- _What you are asked to do_
Reproduce the lines below with every "integer pixel boxes" swapped for "bounding boxes in pixel coordinates", leaving everything else unchanged.

········

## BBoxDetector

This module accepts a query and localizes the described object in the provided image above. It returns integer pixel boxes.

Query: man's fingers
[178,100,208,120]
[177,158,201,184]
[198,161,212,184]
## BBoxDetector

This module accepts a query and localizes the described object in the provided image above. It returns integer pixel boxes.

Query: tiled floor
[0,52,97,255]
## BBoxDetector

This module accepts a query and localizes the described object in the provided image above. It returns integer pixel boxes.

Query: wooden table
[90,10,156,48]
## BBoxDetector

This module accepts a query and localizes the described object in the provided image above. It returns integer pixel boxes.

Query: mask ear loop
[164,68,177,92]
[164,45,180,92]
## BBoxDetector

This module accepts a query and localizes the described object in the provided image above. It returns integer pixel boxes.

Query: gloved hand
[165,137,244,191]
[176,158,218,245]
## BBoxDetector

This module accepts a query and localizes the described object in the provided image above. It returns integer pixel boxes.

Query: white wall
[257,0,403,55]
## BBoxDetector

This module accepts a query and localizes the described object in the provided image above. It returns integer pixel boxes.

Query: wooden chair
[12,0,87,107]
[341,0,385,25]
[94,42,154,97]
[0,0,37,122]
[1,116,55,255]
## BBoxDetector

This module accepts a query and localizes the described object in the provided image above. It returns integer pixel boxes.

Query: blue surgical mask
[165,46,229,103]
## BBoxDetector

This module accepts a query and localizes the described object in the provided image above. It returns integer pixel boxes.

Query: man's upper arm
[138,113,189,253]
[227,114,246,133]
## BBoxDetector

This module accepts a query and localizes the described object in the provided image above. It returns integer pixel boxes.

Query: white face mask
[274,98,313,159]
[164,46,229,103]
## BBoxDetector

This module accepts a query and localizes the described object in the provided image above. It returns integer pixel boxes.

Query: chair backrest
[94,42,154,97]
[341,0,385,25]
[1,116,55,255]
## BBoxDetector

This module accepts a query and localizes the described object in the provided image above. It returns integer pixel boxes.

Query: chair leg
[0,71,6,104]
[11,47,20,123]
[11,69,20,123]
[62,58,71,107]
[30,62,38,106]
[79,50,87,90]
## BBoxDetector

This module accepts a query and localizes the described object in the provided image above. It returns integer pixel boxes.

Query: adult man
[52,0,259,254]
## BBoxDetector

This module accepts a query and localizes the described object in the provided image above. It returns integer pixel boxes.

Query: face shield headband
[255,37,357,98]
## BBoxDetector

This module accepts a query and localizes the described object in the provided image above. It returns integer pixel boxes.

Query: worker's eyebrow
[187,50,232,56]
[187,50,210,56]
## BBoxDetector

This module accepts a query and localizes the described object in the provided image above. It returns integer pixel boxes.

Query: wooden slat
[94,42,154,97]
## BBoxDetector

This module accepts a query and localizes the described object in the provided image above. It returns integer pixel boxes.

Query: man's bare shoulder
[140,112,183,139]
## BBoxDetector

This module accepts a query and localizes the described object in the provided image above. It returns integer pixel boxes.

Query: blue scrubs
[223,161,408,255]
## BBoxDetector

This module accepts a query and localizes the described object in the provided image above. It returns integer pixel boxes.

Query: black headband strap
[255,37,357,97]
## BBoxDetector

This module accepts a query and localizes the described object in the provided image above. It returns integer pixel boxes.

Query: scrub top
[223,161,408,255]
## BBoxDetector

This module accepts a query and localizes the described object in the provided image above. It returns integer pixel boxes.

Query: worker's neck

········

- _The output_
## BBoxDetector

This module accepts a query and localizes the described object in the provided image above. It returns bounding boxes in pixel coordinates.

Query: man's fingers
[178,100,208,120]
[177,158,201,184]
[198,161,212,184]
## BBoxDetector

This module accepts a query and localizes the described object in the provided image above. It returns bounding boxes in pixel coordinates.

Query: tiled floor
[0,52,97,255]
## BBoxDetector

This module accepts a query and localizes the described object in the provided image above. It returns bounding boxes in pixel coordinates.

Query: wooden table
[90,10,156,48]
## BBoxDetector

This module accepts a query and localizes the described object in the provided image above. It returns bounding boxes in pixel coordinates.

Query: mask ear loop
[164,68,177,92]
[164,45,180,92]
## BBoxDetector

This module accepts a query and localizes the described object in the provided image above. It returns bounding boxes in pixel coordinates.

Query: gloved hand
[165,137,244,191]
[176,158,218,245]
## BBoxDetector

This module accepts a query and localizes the described object in the provided image above. It returns bounding boxes in pixel coordinates.

Query: white wall
[257,0,403,55]
## BBoxDetector

This module accepts a query and localizes the described object in the provided image above. It returns bounding boxes in pixel coordinates.

Query: wooden chair
[12,0,87,107]
[341,0,385,25]
[94,42,154,97]
[0,0,37,122]
[1,116,55,255]
## BBoxDetector

This module accepts a query and localizes the described object in the provided image above. It returns bounding boxes in pixel coordinates.

Query: blue surgical mask
[165,46,229,103]
## BBoxDetector

This module accepts a query and localizes the described object in the provided image above. It returns bounding boxes in pixel coordinates.

Query: man's upper arm
[138,113,189,253]
[227,114,246,133]
## BBoxDetector

This module accepts a query and localizes the described object in the provided image above. It returns bounding boxes in pixel coordinates.

Query: white face mask
[274,98,313,159]
[164,46,229,103]
## BBoxDetector

This module accepts a query and localizes the described object in the provided image above. It returns bounding boxes in pixel coordinates.

Query: chair backrest
[94,42,154,97]
[341,0,385,25]
[1,116,55,255]
## BBoxDetector

This module accepts a query and localizes the described object in the provided image above. It returns bounding boxes in pixel coordinates.

Query: chair leg
[0,71,6,104]
[11,47,20,123]
[11,69,20,123]
[62,58,71,107]
[30,62,38,106]
[79,50,87,90]
## BBoxDetector

This module accepts a query and localizes the described object in the provided image above. It returns bounding boxes in pixel coordinates.

Query: adult man
[52,0,259,254]
## BBoxDetector

This module accepts a query and localizes the described object in the provided image above. It returns bounding boxes in pixel coordinates.

Query: face shield headband
[255,37,357,98]
## BBoxDetector

This module accepts a query and localizes the described object in the provided image above. It returns bounding boxes in pixel coordinates.

Query: worker's eyebrow
[187,50,232,56]
[187,50,210,56]
## BBoxDetector

This module accepts a query and localizes the described object in the provided image above. It returns bounding boxes in pixel coordinates.

Query: wooden slat
[94,42,154,97]
## BBoxDetector

This module accepts a query and localizes the described object in the provided image above. It returns bounding boxes in pixel coordinates.

Query: man's bare shoulder
[140,112,183,139]
## BBoxDetector

This module accepts a query and localizes the described object in the provided image above. It returns bounding boxes in pixel coordinates.

Query: blue scrubs
[223,161,408,255]
## BBoxDetector

This module accepts a query and localizes the described object in the provided image above. It returns bounding boxes in pixel coordinates.

Query: black headband strap
[255,37,357,97]
## BBoxDetector

This module accepts a query and localizes the described object in the provided image above. It returns bounding boxes in pixel coordinates.

Query: scrub top
[223,161,408,255]
## BBoxDetector

This module accepts a query and localizes the described object in the provided image above. It returns bounding boxes in pixel coordinates.

Query: worker's neck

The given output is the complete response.